Stated problem ->
From the Abyei referendum text, print the passage from "I had a chance" up to and including "to the proposal.".

=== Quoted text ===

The fate of Abyei referendum at the crossroad
By Luka Biong Deng
August 31, 2013 – The Ngok Dinka of Abyei are expected to determine the final status of their area in October 2013 as proposed by the AU Panel and accepted by the African Union Peace and Security Council. However, Sudan continues to reject the conduct of Abyei Referendum as agreed upon by the AU. This raises a question of what will happen in October 2013 if the AU and the UN are unable to take affirmative action to ensure the conduct of the referendum on time. Importantly, what will the people of Abyei and the South do as Sudan continues to refuse the AU proposal and the inability of the international community to deliver on its promise of referendum for the people of Abyei?
I had a chance of attending the meeting of the AU Council in July 2013 that discussed the report of the AU Panel on Sudan and South Sudan. In this report, the AU Panel headed by President Mbeki stated it very clearly that “For many residents of Abyei, who have lived through repeated failures to implement past agreements, there appears to be no further patience to delay the implementation of a final settlement”. The AU Panel concluded in its report that it has no any other option except to recommend to the AU Council the full implementation of its proposal on the final status of Abyei and in accordance with the proposed timetable, unless the two countries present agreed amendments to the proposal.

=== Supplied material ===

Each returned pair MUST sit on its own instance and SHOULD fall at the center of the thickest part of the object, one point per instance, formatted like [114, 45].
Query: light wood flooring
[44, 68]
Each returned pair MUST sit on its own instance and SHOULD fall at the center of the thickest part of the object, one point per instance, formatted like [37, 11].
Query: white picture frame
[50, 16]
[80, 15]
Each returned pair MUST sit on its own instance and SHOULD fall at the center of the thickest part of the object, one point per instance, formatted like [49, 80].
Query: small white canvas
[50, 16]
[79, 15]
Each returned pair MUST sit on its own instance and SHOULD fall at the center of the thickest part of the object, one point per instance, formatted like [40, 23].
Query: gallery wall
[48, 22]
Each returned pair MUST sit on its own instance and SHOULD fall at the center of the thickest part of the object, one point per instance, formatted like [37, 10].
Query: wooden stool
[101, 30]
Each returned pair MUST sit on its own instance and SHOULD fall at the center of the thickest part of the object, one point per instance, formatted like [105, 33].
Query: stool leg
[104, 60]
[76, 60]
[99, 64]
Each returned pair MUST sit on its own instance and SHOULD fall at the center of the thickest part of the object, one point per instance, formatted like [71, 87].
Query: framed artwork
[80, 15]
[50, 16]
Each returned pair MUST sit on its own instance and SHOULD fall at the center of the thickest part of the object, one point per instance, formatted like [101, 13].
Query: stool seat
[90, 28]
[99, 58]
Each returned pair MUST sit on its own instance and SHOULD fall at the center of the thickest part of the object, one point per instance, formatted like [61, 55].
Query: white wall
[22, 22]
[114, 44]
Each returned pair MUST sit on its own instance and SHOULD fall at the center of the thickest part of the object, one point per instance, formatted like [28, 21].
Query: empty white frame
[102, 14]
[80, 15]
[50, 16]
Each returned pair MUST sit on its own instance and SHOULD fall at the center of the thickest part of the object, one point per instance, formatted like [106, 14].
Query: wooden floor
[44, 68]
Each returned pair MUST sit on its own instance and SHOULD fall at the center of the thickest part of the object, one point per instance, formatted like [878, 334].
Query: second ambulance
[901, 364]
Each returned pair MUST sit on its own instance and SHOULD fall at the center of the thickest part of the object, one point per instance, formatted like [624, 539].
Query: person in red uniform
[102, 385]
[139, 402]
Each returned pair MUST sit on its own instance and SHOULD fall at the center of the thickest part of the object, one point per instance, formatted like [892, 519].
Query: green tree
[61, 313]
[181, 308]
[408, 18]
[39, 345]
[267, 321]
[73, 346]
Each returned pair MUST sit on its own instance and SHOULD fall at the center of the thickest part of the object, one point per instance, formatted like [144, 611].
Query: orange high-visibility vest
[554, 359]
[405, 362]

===

The reply ->
I had a chance of attending the meeting of the AU Council in July 2013 that discussed the report of the AU Panel on Sudan and South Sudan. In this report, the AU Panel headed by President Mbeki stated it very clearly that “For many residents of Abyei, who have lived through repeated failures to implement past agreements, there appears to be no further patience to delay the implementation of a final settlement”. The AU Panel concluded in its report that it has no any other option except to recommend to the AU Council the full implementation of its proposal on the final status of Abyei and in accordance with the proposed timetable, unless the two countries present agreed amendments to the proposal.